BEGIN Text block

Re: The Noodle Compound
The thing is that all of these things cost money. None of these things are free or people wouldn't do them. Charging someone money for something that isn't real while telling them it is (whether they tell them it is directly or allow the customer to assume it is, it's still lying) is fraud. There are cases where people honestly believe they can speak to the dead or are a palm reader or whatever, but this is ignorance and rarely do these people change their mind even if evidence is placed before them that they are lying (sucha s failing the million dollar challenge).
What's worse than the money issue is the issue of ignorance, though. I don't just mean ignorance to the truth for the person providing the service... I especially mean the ignorance of the customer. An ignorant customer may accept homeopathy as a treatment and as a result forego other real treatments. This happens all the time and people die because of it. Sure the placebo effect is fine and all but a world that is less ignorant could receive placebo effects from other, less expensive things, or when applicable (always?) receive some kind of real treatment.
/rant
I never meant - as I hope you read - any alternative to replace real medicin. But in my experience doctors don't listen and don't give a **** about how you feel with whatever you're having. Decent alternative healers don't charge a lot.
Maybe it's different over here, I don't know.

END Text block
BEGIN Excerpted records

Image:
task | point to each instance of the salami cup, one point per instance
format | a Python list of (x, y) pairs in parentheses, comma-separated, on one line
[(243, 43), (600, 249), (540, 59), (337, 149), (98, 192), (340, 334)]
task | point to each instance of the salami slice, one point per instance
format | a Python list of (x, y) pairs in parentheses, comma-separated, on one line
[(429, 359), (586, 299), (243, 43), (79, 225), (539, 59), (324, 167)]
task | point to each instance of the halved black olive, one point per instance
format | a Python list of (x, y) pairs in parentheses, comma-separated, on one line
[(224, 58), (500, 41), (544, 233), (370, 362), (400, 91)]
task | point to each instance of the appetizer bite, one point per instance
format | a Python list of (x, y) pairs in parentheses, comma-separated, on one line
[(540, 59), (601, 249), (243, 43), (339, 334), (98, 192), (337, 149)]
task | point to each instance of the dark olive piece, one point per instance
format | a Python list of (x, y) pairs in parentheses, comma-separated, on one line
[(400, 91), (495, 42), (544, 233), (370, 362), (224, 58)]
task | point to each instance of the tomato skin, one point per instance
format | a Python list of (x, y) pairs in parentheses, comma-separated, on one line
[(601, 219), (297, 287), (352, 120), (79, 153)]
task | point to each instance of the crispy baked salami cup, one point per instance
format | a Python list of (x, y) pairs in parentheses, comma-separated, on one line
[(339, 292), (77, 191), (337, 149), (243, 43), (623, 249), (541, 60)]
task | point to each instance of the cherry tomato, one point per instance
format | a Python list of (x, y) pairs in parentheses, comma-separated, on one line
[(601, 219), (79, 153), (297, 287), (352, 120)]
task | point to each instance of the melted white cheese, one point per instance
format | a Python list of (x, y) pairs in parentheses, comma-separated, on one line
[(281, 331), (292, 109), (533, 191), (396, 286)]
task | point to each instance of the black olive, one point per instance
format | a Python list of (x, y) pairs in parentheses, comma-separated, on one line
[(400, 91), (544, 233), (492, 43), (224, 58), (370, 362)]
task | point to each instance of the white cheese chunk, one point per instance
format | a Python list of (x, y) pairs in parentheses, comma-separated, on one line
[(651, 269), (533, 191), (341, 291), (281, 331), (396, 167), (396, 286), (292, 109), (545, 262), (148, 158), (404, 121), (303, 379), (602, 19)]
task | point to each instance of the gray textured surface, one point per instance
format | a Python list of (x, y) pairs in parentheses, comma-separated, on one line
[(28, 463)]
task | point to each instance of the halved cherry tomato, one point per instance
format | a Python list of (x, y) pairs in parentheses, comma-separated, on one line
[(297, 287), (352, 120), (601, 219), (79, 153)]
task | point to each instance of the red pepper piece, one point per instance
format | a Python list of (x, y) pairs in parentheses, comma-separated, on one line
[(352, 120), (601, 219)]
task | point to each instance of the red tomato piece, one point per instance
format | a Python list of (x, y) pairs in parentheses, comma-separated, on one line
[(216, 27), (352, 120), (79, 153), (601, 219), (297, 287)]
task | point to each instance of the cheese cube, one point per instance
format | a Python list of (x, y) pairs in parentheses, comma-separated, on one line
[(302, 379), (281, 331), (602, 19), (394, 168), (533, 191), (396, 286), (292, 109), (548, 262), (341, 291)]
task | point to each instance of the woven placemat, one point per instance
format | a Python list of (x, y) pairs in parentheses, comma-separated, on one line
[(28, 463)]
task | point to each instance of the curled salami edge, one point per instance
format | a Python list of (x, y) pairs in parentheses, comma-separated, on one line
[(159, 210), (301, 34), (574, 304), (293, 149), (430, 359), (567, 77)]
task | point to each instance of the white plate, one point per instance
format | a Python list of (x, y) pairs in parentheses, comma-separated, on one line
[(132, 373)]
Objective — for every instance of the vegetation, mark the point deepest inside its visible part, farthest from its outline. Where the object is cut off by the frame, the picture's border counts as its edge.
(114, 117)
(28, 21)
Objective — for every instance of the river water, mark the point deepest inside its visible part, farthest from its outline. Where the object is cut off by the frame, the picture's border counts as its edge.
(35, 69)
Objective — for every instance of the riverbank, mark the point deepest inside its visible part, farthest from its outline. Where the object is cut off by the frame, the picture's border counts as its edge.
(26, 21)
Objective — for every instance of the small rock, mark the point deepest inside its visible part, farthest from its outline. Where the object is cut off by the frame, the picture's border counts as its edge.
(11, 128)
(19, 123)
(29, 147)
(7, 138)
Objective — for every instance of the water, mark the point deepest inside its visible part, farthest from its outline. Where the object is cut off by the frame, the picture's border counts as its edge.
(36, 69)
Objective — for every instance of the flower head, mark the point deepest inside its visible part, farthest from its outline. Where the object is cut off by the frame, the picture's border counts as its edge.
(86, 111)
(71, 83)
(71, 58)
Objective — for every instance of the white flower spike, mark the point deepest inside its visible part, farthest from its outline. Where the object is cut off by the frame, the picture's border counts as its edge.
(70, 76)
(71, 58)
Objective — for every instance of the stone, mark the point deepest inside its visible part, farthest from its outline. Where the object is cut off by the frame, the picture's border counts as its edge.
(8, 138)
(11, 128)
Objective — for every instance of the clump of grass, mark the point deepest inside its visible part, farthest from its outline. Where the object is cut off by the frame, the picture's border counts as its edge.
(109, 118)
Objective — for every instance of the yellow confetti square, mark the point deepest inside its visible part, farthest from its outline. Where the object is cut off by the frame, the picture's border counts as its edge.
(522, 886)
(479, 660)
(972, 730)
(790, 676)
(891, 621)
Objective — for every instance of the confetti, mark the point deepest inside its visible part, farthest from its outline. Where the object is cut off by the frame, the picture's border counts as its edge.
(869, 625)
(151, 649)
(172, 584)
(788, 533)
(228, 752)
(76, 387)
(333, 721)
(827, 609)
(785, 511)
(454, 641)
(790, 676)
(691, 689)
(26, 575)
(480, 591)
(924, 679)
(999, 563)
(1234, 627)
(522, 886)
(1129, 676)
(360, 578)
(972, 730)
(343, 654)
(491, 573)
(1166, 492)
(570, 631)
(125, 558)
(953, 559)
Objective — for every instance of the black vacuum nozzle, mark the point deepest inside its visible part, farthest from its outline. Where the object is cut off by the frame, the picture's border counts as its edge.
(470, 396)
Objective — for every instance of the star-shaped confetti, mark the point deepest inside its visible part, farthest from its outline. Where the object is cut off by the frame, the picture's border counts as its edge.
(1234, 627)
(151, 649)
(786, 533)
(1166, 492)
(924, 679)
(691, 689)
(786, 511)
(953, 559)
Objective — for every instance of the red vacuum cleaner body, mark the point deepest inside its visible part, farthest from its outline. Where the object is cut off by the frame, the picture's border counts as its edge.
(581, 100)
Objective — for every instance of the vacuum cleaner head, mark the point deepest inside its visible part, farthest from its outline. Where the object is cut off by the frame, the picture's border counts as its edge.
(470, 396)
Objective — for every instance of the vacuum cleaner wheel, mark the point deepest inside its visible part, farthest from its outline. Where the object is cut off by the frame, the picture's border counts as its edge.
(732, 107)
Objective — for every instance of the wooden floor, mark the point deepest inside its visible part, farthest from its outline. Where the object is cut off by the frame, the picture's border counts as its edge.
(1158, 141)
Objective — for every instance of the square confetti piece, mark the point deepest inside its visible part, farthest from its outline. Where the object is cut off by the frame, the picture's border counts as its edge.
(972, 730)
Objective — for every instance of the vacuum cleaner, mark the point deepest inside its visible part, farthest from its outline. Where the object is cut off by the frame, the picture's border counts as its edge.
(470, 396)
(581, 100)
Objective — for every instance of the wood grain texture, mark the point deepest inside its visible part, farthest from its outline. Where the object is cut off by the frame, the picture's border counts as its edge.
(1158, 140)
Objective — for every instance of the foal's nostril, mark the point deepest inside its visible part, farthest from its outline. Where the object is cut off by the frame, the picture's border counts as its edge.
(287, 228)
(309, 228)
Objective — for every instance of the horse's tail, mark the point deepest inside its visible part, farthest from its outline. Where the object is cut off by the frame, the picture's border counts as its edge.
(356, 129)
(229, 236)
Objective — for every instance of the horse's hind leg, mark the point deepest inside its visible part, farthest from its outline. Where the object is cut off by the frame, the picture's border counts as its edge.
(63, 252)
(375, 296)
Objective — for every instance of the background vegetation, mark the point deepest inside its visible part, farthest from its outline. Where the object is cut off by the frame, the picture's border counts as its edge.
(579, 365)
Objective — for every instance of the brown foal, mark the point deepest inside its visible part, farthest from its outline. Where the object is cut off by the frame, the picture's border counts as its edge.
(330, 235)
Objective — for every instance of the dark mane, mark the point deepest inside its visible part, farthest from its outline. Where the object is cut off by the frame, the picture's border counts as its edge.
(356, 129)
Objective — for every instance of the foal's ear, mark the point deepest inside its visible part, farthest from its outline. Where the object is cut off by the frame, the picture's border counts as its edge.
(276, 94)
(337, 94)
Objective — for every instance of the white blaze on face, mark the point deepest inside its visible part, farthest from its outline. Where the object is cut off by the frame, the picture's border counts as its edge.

END Excerpted records

• **Tasks for this exercise**
a) Duplicate the passage of the forum post starting with "What's worse than" and going on through "I don't know.".
b) In the forum post, what may an ignorant customer forgo after accepting homeopathy as a treatment?
c) How would you translate this sentence from the forum post into Spanish: "Decent alternative healers don't charge a lot."
The stored data is separate from the forum post and is not part of it.

• **Answers to the tasks**
a)
What's worse than the money issue is the issue of ignorance, though. I don't just mean ignorance to the truth for the person providing the service... I especially mean the ignorance of the customer. An ignorant customer may accept homeopathy as a treatment and as a result forego other real treatments. This happens all the time and people die because of it. Sure the placebo effect is fine and all but a world that is less ignorant could receive placebo effects from other, less expensive things, or when applicable (always?) receive some kind of real treatment.
/rant
I never meant - as I hope you read - any alternative to replace real medicin. But in my experience doctors don't listen and don't give a **** about how you feel with whatever you're having. Decent alternative healers don't charge a lot.
Maybe it's different over here, I don't know.

b) Other real treatments.

c) Los sanadores alternativos decentes no cobran mucho.